- WHAT TO DO:
How many lines in the items below contain the word "sign"? Reply with the number alone.

- DATASET CONTENT:
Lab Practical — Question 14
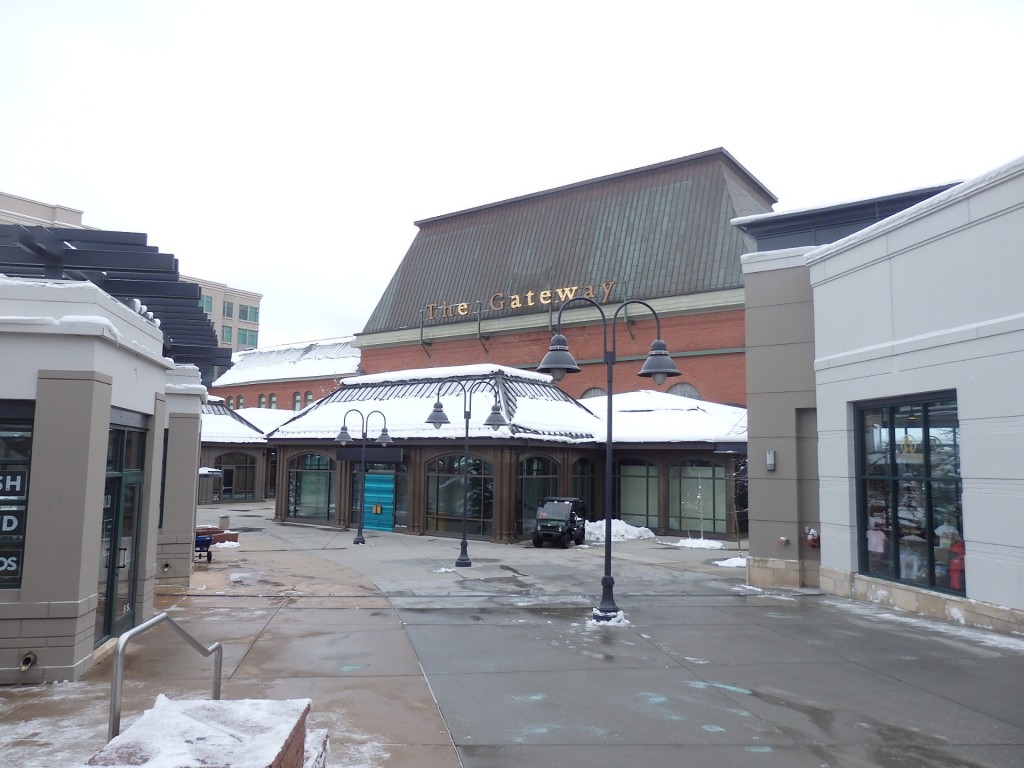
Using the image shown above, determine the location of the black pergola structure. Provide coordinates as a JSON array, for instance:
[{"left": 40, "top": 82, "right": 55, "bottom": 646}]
[{"left": 0, "top": 224, "right": 231, "bottom": 384}]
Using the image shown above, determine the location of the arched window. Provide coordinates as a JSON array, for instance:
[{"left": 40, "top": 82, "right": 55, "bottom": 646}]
[
  {"left": 285, "top": 454, "right": 335, "bottom": 520},
  {"left": 668, "top": 381, "right": 703, "bottom": 400},
  {"left": 615, "top": 459, "right": 658, "bottom": 530},
  {"left": 426, "top": 454, "right": 495, "bottom": 536},
  {"left": 515, "top": 456, "right": 558, "bottom": 536},
  {"left": 669, "top": 460, "right": 729, "bottom": 534}
]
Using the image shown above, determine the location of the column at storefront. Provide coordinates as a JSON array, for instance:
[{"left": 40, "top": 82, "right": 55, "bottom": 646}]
[
  {"left": 490, "top": 445, "right": 521, "bottom": 543},
  {"left": 18, "top": 371, "right": 113, "bottom": 679}
]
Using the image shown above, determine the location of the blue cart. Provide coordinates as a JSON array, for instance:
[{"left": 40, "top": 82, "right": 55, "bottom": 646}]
[{"left": 195, "top": 534, "right": 213, "bottom": 562}]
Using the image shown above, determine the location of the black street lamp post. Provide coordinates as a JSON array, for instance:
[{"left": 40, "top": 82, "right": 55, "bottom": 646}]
[
  {"left": 426, "top": 379, "right": 508, "bottom": 568},
  {"left": 334, "top": 408, "right": 391, "bottom": 544},
  {"left": 537, "top": 296, "right": 681, "bottom": 622}
]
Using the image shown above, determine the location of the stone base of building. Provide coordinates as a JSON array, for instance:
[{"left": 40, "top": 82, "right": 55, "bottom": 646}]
[
  {"left": 746, "top": 557, "right": 819, "bottom": 590},
  {"left": 820, "top": 568, "right": 1024, "bottom": 634}
]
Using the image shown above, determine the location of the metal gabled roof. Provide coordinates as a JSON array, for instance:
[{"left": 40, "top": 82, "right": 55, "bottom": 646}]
[
  {"left": 201, "top": 401, "right": 266, "bottom": 443},
  {"left": 362, "top": 148, "right": 775, "bottom": 335}
]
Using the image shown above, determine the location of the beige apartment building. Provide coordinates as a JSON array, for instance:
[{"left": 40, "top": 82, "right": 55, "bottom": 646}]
[{"left": 181, "top": 274, "right": 263, "bottom": 351}]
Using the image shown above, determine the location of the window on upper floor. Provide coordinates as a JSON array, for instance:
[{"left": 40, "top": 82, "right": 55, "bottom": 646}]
[{"left": 239, "top": 328, "right": 259, "bottom": 349}]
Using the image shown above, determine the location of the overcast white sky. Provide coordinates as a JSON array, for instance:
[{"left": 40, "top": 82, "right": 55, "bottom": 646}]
[{"left": 0, "top": 0, "right": 1024, "bottom": 346}]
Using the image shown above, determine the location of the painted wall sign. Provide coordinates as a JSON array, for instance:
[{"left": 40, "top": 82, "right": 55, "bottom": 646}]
[
  {"left": 424, "top": 281, "right": 615, "bottom": 321},
  {"left": 0, "top": 470, "right": 29, "bottom": 499}
]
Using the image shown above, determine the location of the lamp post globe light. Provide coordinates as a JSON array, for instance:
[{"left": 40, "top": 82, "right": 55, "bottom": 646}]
[
  {"left": 426, "top": 379, "right": 508, "bottom": 568},
  {"left": 334, "top": 408, "right": 391, "bottom": 544},
  {"left": 537, "top": 296, "right": 682, "bottom": 622}
]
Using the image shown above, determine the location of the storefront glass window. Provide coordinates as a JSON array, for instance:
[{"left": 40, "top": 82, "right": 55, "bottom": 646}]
[
  {"left": 615, "top": 459, "right": 658, "bottom": 530},
  {"left": 426, "top": 455, "right": 495, "bottom": 536},
  {"left": 0, "top": 421, "right": 32, "bottom": 589},
  {"left": 669, "top": 460, "right": 728, "bottom": 534},
  {"left": 569, "top": 458, "right": 604, "bottom": 520},
  {"left": 856, "top": 394, "right": 966, "bottom": 593},
  {"left": 285, "top": 454, "right": 336, "bottom": 520},
  {"left": 515, "top": 456, "right": 558, "bottom": 536},
  {"left": 213, "top": 453, "right": 256, "bottom": 501}
]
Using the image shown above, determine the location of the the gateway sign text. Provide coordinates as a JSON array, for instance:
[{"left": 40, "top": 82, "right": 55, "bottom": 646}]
[{"left": 424, "top": 281, "right": 615, "bottom": 321}]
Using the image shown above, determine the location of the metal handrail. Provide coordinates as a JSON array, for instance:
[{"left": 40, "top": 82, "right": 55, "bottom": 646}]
[{"left": 106, "top": 613, "right": 224, "bottom": 741}]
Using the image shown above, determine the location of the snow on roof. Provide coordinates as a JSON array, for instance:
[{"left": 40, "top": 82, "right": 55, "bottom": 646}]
[
  {"left": 260, "top": 365, "right": 746, "bottom": 443},
  {"left": 200, "top": 402, "right": 266, "bottom": 443},
  {"left": 269, "top": 365, "right": 601, "bottom": 442},
  {"left": 341, "top": 364, "right": 552, "bottom": 387},
  {"left": 211, "top": 336, "right": 359, "bottom": 387},
  {"left": 582, "top": 389, "right": 746, "bottom": 442},
  {"left": 806, "top": 157, "right": 1024, "bottom": 264}
]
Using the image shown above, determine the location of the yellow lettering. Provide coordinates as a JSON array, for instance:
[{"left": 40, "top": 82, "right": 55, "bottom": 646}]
[{"left": 555, "top": 286, "right": 579, "bottom": 301}]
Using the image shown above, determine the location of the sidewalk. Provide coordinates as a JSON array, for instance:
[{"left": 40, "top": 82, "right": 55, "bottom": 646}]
[{"left": 0, "top": 504, "right": 1024, "bottom": 768}]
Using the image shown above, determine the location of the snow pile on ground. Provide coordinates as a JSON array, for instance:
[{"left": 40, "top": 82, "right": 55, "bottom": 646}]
[
  {"left": 658, "top": 539, "right": 725, "bottom": 549},
  {"left": 715, "top": 555, "right": 746, "bottom": 568},
  {"left": 587, "top": 520, "right": 654, "bottom": 544}
]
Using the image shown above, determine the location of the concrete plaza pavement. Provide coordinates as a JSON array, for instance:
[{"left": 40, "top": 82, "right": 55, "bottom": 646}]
[{"left": 0, "top": 504, "right": 1024, "bottom": 768}]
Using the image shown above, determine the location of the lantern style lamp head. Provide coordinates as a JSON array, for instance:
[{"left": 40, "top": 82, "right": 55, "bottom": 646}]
[
  {"left": 537, "top": 334, "right": 580, "bottom": 381},
  {"left": 427, "top": 399, "right": 451, "bottom": 429},
  {"left": 637, "top": 339, "right": 682, "bottom": 385}
]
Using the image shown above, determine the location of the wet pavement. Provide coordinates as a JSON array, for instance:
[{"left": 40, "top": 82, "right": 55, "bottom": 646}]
[{"left": 0, "top": 504, "right": 1024, "bottom": 768}]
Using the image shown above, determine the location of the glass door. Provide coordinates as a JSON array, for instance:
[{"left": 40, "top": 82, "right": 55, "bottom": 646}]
[{"left": 95, "top": 427, "right": 145, "bottom": 645}]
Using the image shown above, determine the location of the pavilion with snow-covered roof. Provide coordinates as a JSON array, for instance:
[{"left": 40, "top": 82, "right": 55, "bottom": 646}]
[{"left": 260, "top": 365, "right": 746, "bottom": 542}]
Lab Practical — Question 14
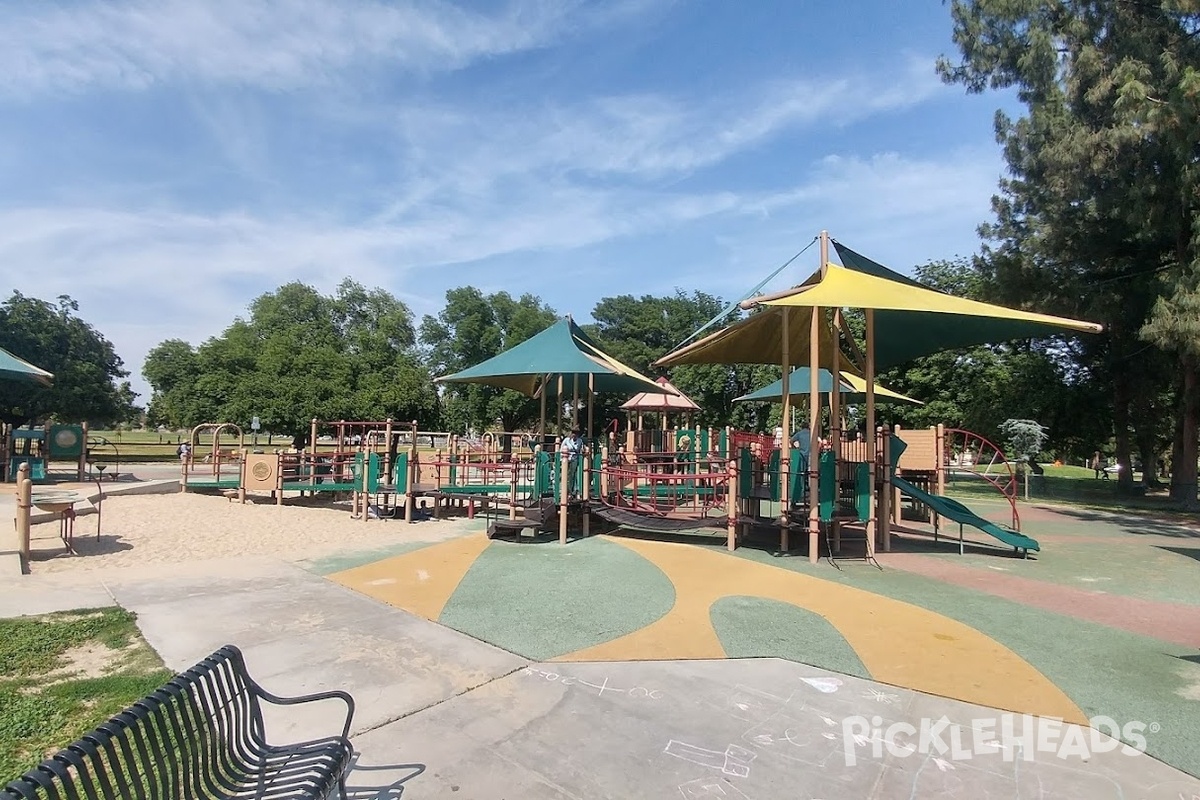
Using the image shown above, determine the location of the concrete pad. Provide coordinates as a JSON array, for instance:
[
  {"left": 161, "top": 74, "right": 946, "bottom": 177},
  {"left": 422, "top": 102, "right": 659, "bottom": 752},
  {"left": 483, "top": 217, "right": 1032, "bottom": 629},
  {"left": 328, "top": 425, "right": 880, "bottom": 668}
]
[
  {"left": 349, "top": 660, "right": 1200, "bottom": 800},
  {"left": 110, "top": 563, "right": 527, "bottom": 738},
  {"left": 0, "top": 576, "right": 115, "bottom": 618}
]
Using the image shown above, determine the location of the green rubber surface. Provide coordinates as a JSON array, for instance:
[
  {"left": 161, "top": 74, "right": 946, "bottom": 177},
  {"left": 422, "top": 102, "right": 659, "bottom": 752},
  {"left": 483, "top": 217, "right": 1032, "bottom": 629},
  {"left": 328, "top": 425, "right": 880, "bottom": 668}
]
[
  {"left": 709, "top": 596, "right": 871, "bottom": 679},
  {"left": 438, "top": 537, "right": 674, "bottom": 661}
]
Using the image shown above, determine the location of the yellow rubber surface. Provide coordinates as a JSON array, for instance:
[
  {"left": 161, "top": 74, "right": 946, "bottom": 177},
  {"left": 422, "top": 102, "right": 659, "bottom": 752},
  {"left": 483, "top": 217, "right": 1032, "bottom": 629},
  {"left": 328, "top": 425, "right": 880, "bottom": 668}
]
[
  {"left": 329, "top": 534, "right": 488, "bottom": 621},
  {"left": 557, "top": 539, "right": 1087, "bottom": 724}
]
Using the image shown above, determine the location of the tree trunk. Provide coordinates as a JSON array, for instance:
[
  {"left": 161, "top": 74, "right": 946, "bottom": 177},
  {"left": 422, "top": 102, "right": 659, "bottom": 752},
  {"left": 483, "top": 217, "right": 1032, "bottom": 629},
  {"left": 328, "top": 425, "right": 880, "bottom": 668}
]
[
  {"left": 1171, "top": 355, "right": 1200, "bottom": 509},
  {"left": 1112, "top": 372, "right": 1133, "bottom": 494}
]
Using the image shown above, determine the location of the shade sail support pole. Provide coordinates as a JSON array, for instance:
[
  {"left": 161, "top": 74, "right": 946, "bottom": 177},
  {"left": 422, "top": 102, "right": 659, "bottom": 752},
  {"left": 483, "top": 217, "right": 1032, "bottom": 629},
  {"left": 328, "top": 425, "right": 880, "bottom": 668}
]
[
  {"left": 808, "top": 297, "right": 821, "bottom": 564},
  {"left": 864, "top": 308, "right": 880, "bottom": 559},
  {"left": 779, "top": 308, "right": 792, "bottom": 553}
]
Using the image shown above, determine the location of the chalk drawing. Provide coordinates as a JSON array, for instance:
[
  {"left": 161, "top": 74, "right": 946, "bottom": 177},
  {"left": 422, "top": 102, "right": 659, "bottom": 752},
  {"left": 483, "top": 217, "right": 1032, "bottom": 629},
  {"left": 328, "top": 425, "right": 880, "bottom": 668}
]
[
  {"left": 521, "top": 667, "right": 664, "bottom": 700},
  {"left": 679, "top": 777, "right": 750, "bottom": 800},
  {"left": 725, "top": 684, "right": 791, "bottom": 722},
  {"left": 863, "top": 688, "right": 900, "bottom": 705},
  {"left": 800, "top": 678, "right": 841, "bottom": 694},
  {"left": 662, "top": 739, "right": 758, "bottom": 777}
]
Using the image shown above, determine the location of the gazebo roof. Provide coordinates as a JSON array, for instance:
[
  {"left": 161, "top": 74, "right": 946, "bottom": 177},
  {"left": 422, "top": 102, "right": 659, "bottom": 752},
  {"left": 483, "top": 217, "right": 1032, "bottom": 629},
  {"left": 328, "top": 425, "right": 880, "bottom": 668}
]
[
  {"left": 620, "top": 378, "right": 700, "bottom": 411},
  {"left": 434, "top": 318, "right": 674, "bottom": 397}
]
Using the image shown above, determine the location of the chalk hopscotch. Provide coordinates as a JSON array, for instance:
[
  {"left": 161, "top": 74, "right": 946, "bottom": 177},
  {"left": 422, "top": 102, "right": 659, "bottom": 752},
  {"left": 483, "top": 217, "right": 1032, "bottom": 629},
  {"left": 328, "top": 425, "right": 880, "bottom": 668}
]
[{"left": 521, "top": 667, "right": 662, "bottom": 700}]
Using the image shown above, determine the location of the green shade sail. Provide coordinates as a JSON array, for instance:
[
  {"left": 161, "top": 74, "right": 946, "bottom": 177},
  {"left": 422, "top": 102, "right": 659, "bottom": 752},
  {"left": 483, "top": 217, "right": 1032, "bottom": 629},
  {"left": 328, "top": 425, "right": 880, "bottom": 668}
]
[
  {"left": 733, "top": 367, "right": 924, "bottom": 405},
  {"left": 0, "top": 348, "right": 54, "bottom": 385},
  {"left": 436, "top": 318, "right": 678, "bottom": 397}
]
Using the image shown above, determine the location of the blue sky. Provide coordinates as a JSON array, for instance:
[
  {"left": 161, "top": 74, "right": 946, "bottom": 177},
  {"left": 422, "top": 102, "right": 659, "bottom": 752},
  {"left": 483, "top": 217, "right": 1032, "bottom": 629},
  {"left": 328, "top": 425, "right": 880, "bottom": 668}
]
[{"left": 0, "top": 0, "right": 1006, "bottom": 399}]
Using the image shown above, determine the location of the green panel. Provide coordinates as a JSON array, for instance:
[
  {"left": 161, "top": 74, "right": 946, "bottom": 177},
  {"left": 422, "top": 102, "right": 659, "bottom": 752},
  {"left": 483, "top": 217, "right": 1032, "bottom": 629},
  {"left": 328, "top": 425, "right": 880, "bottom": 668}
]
[
  {"left": 438, "top": 536, "right": 674, "bottom": 661},
  {"left": 738, "top": 447, "right": 754, "bottom": 498},
  {"left": 854, "top": 464, "right": 874, "bottom": 519},
  {"left": 708, "top": 596, "right": 871, "bottom": 679},
  {"left": 787, "top": 450, "right": 809, "bottom": 505},
  {"left": 817, "top": 450, "right": 838, "bottom": 522},
  {"left": 8, "top": 456, "right": 46, "bottom": 483},
  {"left": 49, "top": 425, "right": 84, "bottom": 459},
  {"left": 592, "top": 447, "right": 604, "bottom": 498},
  {"left": 533, "top": 450, "right": 554, "bottom": 498},
  {"left": 391, "top": 451, "right": 408, "bottom": 492}
]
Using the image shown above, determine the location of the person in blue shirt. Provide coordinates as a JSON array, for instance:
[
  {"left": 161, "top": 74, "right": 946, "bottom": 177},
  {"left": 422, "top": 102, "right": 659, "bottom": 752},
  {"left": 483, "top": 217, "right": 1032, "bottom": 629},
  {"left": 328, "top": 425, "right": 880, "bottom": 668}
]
[{"left": 792, "top": 422, "right": 812, "bottom": 473}]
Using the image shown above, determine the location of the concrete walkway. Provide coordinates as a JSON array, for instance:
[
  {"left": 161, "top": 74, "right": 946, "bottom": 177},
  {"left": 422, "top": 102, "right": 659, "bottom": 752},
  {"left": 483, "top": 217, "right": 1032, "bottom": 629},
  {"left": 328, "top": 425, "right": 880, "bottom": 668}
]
[{"left": 0, "top": 559, "right": 1200, "bottom": 800}]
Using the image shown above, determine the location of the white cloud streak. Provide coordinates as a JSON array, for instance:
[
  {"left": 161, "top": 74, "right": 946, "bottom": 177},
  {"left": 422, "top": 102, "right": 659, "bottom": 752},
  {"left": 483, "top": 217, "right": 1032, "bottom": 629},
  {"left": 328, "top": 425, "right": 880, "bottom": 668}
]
[{"left": 0, "top": 0, "right": 580, "bottom": 95}]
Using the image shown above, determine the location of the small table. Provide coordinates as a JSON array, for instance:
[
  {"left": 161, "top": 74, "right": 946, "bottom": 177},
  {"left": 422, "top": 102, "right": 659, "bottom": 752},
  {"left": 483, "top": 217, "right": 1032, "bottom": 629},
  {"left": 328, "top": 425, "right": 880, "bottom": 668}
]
[{"left": 31, "top": 492, "right": 80, "bottom": 555}]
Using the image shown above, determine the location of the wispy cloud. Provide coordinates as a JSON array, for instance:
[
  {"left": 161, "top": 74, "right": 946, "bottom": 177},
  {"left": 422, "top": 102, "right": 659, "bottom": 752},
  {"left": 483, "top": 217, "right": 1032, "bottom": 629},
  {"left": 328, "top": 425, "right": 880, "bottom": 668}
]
[{"left": 0, "top": 0, "right": 595, "bottom": 95}]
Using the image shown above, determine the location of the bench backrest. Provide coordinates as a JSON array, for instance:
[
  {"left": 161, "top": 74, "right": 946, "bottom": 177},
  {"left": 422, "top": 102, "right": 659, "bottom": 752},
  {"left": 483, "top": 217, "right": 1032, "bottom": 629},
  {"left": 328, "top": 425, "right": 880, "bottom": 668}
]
[{"left": 0, "top": 645, "right": 263, "bottom": 800}]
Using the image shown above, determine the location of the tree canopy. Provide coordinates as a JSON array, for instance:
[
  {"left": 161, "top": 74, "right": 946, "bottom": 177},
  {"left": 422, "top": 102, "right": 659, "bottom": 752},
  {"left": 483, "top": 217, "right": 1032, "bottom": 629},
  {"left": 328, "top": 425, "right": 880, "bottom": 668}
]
[
  {"left": 940, "top": 0, "right": 1200, "bottom": 501},
  {"left": 0, "top": 291, "right": 136, "bottom": 427},
  {"left": 143, "top": 279, "right": 438, "bottom": 444},
  {"left": 420, "top": 287, "right": 558, "bottom": 432}
]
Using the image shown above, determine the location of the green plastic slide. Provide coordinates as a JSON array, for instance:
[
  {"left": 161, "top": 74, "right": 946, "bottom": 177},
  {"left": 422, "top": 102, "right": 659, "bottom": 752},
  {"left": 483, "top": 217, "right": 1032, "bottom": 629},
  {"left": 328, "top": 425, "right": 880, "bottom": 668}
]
[{"left": 892, "top": 476, "right": 1040, "bottom": 551}]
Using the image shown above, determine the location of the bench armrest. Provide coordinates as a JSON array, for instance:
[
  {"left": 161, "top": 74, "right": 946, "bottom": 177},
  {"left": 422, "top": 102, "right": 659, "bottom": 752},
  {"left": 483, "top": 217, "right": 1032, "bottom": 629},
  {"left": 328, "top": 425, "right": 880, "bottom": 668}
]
[{"left": 250, "top": 686, "right": 354, "bottom": 739}]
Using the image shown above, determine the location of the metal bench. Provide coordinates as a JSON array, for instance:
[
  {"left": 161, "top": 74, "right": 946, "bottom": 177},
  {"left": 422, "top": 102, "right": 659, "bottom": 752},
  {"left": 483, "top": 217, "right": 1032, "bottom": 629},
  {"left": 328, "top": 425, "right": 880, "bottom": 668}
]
[{"left": 0, "top": 645, "right": 354, "bottom": 800}]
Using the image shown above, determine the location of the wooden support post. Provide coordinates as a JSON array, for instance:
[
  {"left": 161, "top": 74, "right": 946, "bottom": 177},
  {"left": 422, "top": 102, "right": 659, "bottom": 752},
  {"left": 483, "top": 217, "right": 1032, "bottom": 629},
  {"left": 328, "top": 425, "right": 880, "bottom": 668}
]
[
  {"left": 725, "top": 458, "right": 738, "bottom": 551},
  {"left": 877, "top": 425, "right": 892, "bottom": 553},
  {"left": 17, "top": 462, "right": 34, "bottom": 570},
  {"left": 580, "top": 445, "right": 592, "bottom": 537},
  {"left": 809, "top": 303, "right": 824, "bottom": 564},
  {"left": 76, "top": 422, "right": 88, "bottom": 482},
  {"left": 509, "top": 458, "right": 521, "bottom": 519},
  {"left": 558, "top": 449, "right": 570, "bottom": 545},
  {"left": 779, "top": 306, "right": 792, "bottom": 553}
]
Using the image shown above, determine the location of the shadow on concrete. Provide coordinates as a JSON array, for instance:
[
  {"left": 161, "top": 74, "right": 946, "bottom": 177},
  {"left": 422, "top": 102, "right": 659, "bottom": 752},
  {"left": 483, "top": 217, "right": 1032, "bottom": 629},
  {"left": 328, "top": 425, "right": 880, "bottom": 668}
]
[
  {"left": 892, "top": 530, "right": 1038, "bottom": 561},
  {"left": 1036, "top": 506, "right": 1200, "bottom": 539},
  {"left": 1154, "top": 545, "right": 1200, "bottom": 561},
  {"left": 29, "top": 529, "right": 133, "bottom": 561},
  {"left": 346, "top": 753, "right": 426, "bottom": 800}
]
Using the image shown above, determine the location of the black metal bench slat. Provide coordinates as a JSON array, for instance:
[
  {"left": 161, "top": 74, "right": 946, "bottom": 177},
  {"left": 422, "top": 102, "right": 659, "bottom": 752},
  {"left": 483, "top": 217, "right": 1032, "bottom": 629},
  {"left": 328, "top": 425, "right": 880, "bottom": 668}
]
[{"left": 0, "top": 645, "right": 354, "bottom": 800}]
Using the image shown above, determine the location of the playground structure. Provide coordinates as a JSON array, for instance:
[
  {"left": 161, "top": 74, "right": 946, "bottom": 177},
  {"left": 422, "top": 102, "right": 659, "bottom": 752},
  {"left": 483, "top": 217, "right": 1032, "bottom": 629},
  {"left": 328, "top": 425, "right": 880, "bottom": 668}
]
[{"left": 0, "top": 422, "right": 89, "bottom": 483}]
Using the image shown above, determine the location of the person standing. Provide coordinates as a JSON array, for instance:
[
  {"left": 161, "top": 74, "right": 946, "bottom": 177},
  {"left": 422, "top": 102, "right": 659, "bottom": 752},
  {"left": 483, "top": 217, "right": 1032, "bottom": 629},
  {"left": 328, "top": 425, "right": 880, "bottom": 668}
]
[{"left": 558, "top": 427, "right": 583, "bottom": 500}]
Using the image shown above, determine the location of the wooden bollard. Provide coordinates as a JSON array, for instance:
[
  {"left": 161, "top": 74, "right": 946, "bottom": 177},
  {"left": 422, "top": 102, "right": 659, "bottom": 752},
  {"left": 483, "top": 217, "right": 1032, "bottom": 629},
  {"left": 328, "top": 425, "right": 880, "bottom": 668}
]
[
  {"left": 17, "top": 462, "right": 34, "bottom": 570},
  {"left": 558, "top": 455, "right": 571, "bottom": 545}
]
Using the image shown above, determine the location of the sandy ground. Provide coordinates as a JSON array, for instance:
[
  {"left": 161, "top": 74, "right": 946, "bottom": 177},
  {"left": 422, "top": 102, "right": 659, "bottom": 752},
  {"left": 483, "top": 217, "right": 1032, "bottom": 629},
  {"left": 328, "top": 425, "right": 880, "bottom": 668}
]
[{"left": 30, "top": 494, "right": 482, "bottom": 575}]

- THE RESPONSE:
2